▶ _Tarea 1_
Reproduce tal cual el fragmento del texto sobre los dragones de Komodo que va de «Cuando Ciofi y» a «entrar en ellas.», ambos incluidos.
▶ _Tarea 2_
Contesta estas preguntas con datos del texto sobre los dragones de Komodo:
(a) ¿En qué año se inició el Programa de Supervivencia de Komodo?
(b) ¿Cuántas trampas había tendido el equipo en la isla de Flores?
(c) Según Jessop, ¿con qué frecuencia funcionan los programas de reubicación de animales?
▶ _Tarea 3_
Enumera todas las personas que se mencionan por su nombre en el texto sobre los dragones de Komodo.

▶ _Texto para analizar_
Sin embargo, jugar a ser Dios siembra controversia. Como apunta Jessop: «Podríamos romper la integridad evolutiva al interferir en el camino natural de los animales. Hay personas reticentes a hacerlo». Además, los programas de reubicación de animales «solo funcionan la mitad de las veces», y la transición de pasar de un zoo a vivir en el medio natural no es fácil. Tampoco hay garantía de que al juntar a dos dragones adultos se consiga descendencia, ni de que los dragones puedan sobrevivir a largo plazo en un entorno en el que no todo su hábitat está protegido.
Ciofi y sus colegas urgen a los funcionarios indonesios e intentan involucrar a más gente en la conservación de los dragones. Informan a los habitantes de Flores del peligro que supone para esta especie la pérdida de hábitat y la caza furtiva de presas. Confían en vigilar mejor las áreas protegidas y enseñar nociones sobre la biología de los dragones a los guardas, para que a su vez estos puedan informar a los científicos sobre la evolución de los animales.
Mientras tanto, los turistas que quieran ver dragones (aparte de los perezosos que merodean cerca de los puestos forestales) deberán tener paciencia. Los animales más salvajes no quieren que los encuentren. Durante las dos semanas que paso en las islas lo único que hago es seguir a los biólogos en infructuosas cacerías de dragones. El ritmo brioso de la expedición lo marcan los jóvenes y ágiles indonesios Deni Purwandana y Achmad Ariefiandy, encargados del Programa de Supervivencia de Komodo, iniciado en 2007. A continuación va Jessop, un australiano imponente cuya zancada es como tres de mis pasos. Unos cuantos empleados de la reserva natural y un par de lugareños, que no se inmutan ante el calor ni las cuestas, completan el equipo.
Cuando Ciofi y yo llegamos a la isla de Flores, las 26 trampas tendidas por el equipo han capturado solo cuatro dragones (y muchos más perros); el año anterior por las mismas fechas fueron 14. Pero esto no tiene por qué indicar una disminución de la población. Las cámaras instaladas junto a las trampas muestran que hay dragones que las olfatean y deciden no entrar en ellas.

Registros de un conjunto de datos:
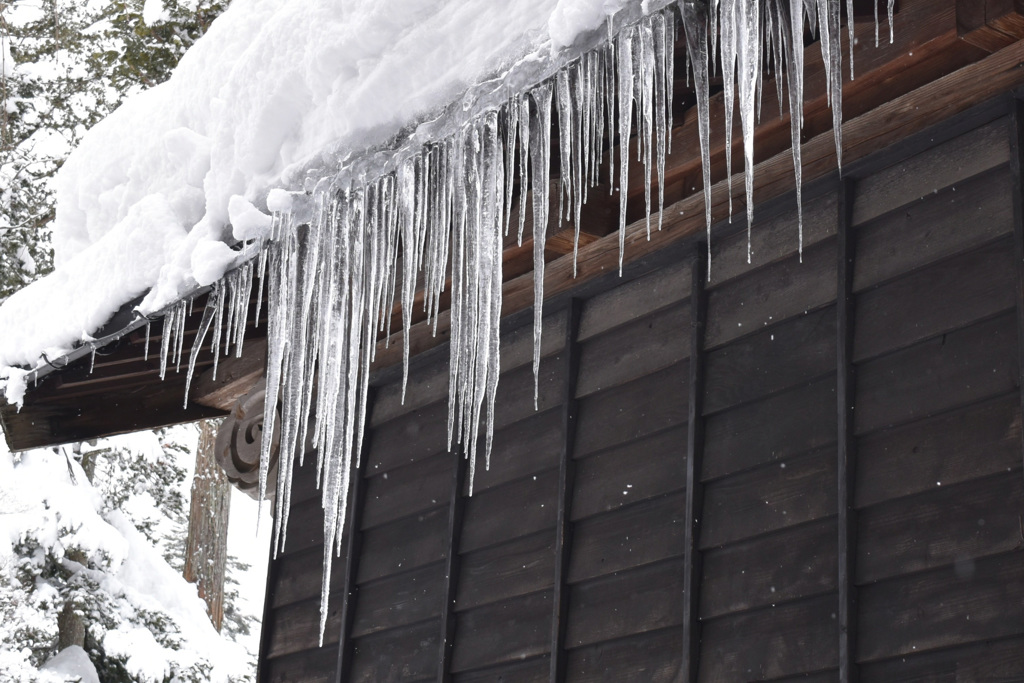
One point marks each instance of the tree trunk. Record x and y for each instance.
(206, 549)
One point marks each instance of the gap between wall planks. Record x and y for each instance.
(862, 136)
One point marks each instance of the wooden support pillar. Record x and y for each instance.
(845, 396)
(566, 483)
(1017, 166)
(694, 457)
(353, 547)
(457, 505)
(206, 547)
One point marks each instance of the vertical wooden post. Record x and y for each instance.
(1017, 167)
(353, 545)
(206, 547)
(566, 483)
(845, 396)
(457, 505)
(692, 566)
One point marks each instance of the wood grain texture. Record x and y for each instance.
(956, 369)
(507, 570)
(503, 632)
(969, 602)
(627, 474)
(773, 569)
(770, 643)
(975, 441)
(651, 657)
(771, 360)
(645, 599)
(948, 295)
(772, 429)
(630, 537)
(645, 346)
(769, 498)
(769, 296)
(944, 525)
(633, 411)
(937, 226)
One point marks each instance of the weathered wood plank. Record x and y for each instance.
(403, 545)
(514, 568)
(515, 391)
(635, 299)
(503, 632)
(956, 446)
(641, 408)
(630, 473)
(643, 347)
(768, 296)
(945, 372)
(630, 537)
(312, 666)
(531, 671)
(792, 564)
(409, 438)
(772, 429)
(945, 525)
(296, 627)
(932, 170)
(524, 447)
(771, 360)
(408, 653)
(299, 575)
(971, 601)
(510, 511)
(409, 489)
(399, 600)
(631, 602)
(769, 498)
(1001, 660)
(772, 240)
(954, 220)
(652, 657)
(936, 300)
(771, 643)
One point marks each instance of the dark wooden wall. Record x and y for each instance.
(856, 432)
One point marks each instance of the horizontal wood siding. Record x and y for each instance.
(568, 559)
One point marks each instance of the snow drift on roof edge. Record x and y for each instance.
(143, 203)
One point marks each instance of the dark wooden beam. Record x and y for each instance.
(236, 377)
(566, 484)
(847, 470)
(864, 135)
(457, 505)
(692, 564)
(1017, 167)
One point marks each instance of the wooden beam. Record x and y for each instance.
(864, 135)
(847, 469)
(566, 484)
(457, 506)
(692, 564)
(235, 377)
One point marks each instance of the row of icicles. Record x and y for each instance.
(332, 278)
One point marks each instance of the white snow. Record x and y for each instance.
(253, 104)
(72, 664)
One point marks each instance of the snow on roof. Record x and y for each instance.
(146, 202)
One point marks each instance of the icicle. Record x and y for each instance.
(625, 104)
(212, 303)
(541, 157)
(695, 25)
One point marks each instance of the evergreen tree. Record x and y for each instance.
(66, 65)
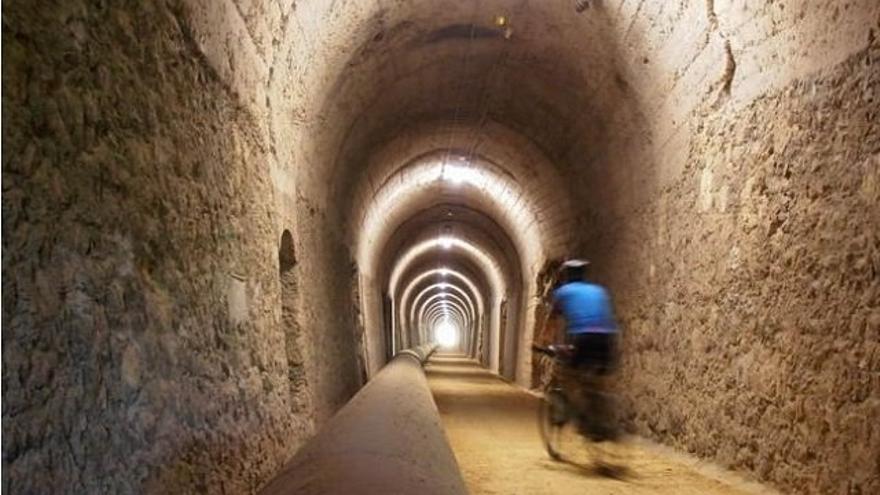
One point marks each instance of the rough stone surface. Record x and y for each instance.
(143, 349)
(749, 287)
(720, 160)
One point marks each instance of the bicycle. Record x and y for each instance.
(558, 414)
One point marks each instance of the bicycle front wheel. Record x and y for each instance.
(554, 414)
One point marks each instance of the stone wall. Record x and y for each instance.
(747, 283)
(142, 340)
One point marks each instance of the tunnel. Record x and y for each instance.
(223, 219)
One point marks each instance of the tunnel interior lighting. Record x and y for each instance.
(456, 174)
(446, 334)
(445, 242)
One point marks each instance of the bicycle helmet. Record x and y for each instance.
(574, 269)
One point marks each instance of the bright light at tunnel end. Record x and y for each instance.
(446, 334)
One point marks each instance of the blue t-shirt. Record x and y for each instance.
(586, 308)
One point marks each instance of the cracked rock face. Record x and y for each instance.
(189, 288)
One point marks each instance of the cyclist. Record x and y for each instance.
(592, 332)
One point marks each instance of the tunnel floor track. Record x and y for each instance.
(492, 427)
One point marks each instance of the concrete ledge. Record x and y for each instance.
(388, 439)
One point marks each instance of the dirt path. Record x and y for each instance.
(492, 428)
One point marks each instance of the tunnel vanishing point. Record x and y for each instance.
(221, 218)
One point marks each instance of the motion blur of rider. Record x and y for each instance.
(591, 329)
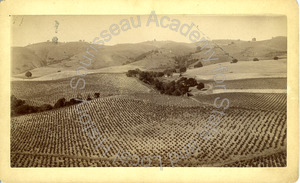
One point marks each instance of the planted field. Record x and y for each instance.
(266, 83)
(56, 138)
(262, 101)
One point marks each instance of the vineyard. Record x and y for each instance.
(135, 120)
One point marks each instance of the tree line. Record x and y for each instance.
(18, 106)
(176, 88)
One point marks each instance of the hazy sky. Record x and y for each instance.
(34, 29)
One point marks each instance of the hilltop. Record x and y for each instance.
(151, 55)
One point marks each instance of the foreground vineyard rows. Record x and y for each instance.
(147, 129)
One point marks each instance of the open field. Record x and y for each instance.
(242, 70)
(136, 119)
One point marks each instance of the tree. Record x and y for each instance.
(199, 64)
(45, 107)
(198, 49)
(96, 95)
(234, 61)
(55, 40)
(14, 102)
(200, 86)
(28, 74)
(88, 97)
(60, 103)
(182, 69)
(191, 82)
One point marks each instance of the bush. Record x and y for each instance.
(45, 107)
(96, 95)
(200, 86)
(199, 64)
(14, 102)
(73, 101)
(182, 69)
(132, 73)
(28, 74)
(26, 109)
(89, 97)
(60, 103)
(234, 61)
(191, 82)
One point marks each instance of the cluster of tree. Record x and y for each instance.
(177, 88)
(18, 107)
(184, 61)
(144, 74)
(199, 64)
(28, 74)
(234, 60)
(180, 87)
(144, 55)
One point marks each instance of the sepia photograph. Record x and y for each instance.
(149, 90)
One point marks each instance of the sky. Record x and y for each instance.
(31, 29)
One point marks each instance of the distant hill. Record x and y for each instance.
(150, 54)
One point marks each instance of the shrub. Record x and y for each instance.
(234, 61)
(28, 74)
(182, 69)
(191, 82)
(45, 107)
(14, 102)
(176, 93)
(200, 86)
(73, 101)
(79, 96)
(26, 109)
(199, 64)
(89, 97)
(96, 95)
(132, 73)
(60, 103)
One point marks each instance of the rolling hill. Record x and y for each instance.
(148, 55)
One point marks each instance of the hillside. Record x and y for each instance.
(150, 55)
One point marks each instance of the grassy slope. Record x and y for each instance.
(64, 56)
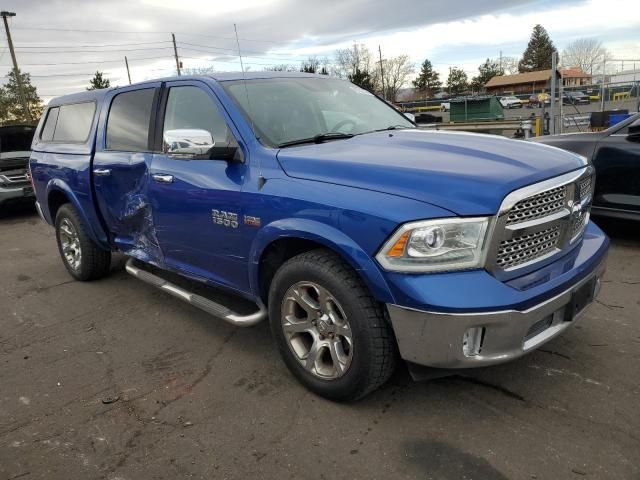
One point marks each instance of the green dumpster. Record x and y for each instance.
(475, 108)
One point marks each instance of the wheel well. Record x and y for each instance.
(55, 201)
(275, 255)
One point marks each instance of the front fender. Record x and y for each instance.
(328, 236)
(92, 225)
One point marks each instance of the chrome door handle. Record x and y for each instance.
(162, 178)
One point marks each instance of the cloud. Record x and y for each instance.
(449, 32)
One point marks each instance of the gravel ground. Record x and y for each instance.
(116, 380)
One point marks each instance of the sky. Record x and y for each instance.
(61, 43)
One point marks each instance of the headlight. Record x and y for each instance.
(436, 245)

▶ _Resultado del ejercicio 1_
Cuando Ciofi y yo llegamos a la isla de Flores, las 26 trampas tendidas por el equipo han capturado solo cuatro dragones (y muchos más perros); el año anterior por las mismas fechas fueron 14. Pero esto no tiene por qué indicar una disminución de la población. Las cámaras instaladas junto a las trampas muestran que hay dragones que las olfatean y deciden no entrar en ellas.

▶ _Resultado del ejercicio 2_
(a) En 2007.
(b) 26 trampas.
(c) Solo la mitad de las veces.

▶ _Resultado del ejercicio 3_
Jessop
Ciofi
Deni Purwandana
Achmad Ariefiandy